### Given records:
==========

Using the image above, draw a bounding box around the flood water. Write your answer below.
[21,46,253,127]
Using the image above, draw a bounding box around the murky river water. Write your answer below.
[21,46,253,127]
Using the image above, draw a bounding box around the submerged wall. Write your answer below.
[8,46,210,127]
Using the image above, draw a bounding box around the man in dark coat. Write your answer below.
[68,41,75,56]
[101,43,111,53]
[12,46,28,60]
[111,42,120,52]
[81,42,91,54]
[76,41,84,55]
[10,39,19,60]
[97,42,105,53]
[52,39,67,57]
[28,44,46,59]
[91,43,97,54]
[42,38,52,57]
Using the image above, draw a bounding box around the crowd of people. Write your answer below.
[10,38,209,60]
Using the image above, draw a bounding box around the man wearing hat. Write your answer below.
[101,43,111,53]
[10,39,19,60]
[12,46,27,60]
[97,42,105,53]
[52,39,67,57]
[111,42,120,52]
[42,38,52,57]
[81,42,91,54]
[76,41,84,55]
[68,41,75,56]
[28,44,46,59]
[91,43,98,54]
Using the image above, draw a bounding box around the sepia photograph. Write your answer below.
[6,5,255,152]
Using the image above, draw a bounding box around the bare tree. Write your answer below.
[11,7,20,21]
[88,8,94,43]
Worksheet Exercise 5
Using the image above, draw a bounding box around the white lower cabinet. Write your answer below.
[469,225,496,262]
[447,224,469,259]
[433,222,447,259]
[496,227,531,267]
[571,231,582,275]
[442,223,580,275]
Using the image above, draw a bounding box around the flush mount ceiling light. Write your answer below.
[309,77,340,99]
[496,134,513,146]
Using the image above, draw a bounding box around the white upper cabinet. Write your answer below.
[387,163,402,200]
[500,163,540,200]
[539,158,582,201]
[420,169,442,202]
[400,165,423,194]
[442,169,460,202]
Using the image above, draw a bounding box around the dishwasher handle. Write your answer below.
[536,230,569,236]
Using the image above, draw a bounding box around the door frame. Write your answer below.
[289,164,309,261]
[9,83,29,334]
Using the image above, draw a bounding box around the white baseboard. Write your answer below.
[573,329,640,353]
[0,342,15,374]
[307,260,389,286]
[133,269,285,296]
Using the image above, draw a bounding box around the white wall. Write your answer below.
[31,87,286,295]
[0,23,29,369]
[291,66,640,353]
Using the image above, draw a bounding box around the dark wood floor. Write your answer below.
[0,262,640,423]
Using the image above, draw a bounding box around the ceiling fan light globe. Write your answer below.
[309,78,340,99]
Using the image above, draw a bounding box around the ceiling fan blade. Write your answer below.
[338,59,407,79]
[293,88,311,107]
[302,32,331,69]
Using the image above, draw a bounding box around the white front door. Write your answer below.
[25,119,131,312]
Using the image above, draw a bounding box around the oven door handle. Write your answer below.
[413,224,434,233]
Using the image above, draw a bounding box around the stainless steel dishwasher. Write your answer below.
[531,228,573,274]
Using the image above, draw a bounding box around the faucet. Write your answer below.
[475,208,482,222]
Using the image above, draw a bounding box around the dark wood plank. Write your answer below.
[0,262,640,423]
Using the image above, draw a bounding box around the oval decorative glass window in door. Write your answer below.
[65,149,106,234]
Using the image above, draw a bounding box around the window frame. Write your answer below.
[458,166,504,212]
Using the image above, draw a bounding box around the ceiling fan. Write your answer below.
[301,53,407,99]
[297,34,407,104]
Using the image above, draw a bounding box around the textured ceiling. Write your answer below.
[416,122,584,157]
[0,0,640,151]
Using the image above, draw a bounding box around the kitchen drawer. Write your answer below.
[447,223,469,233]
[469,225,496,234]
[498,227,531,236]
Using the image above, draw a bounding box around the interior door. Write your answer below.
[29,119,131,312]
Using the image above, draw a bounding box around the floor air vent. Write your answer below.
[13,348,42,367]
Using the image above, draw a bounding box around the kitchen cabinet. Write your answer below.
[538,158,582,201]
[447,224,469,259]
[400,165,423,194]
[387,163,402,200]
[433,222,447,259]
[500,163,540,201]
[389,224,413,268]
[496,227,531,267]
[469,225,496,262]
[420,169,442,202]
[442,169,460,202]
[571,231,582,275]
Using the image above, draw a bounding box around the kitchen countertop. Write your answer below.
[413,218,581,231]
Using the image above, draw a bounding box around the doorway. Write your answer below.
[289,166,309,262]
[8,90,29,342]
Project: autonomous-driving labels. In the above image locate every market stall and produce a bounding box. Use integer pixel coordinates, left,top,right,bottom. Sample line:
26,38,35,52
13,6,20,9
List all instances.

==========

### Exercise:
Rewrite the material from the line with "Using the image above, draw a bounding box around the sepia" to the line with "[88,8,94,43]" as a two-column CSV headed label_text and boxes. Give each labeling sentence its own row, with all the coordinates that follow it in the boxes field, quoting both fields and turning line breaks into spaces.

### Complete answer:
label_text,boxes
"Using the image above, draw a bounding box around the sepia photograph. Write your answer below.","[6,5,255,152]"
"Using the image above, draw a bounding box around the bare tree. Write your answer below.","[11,7,20,21] [88,8,94,43]"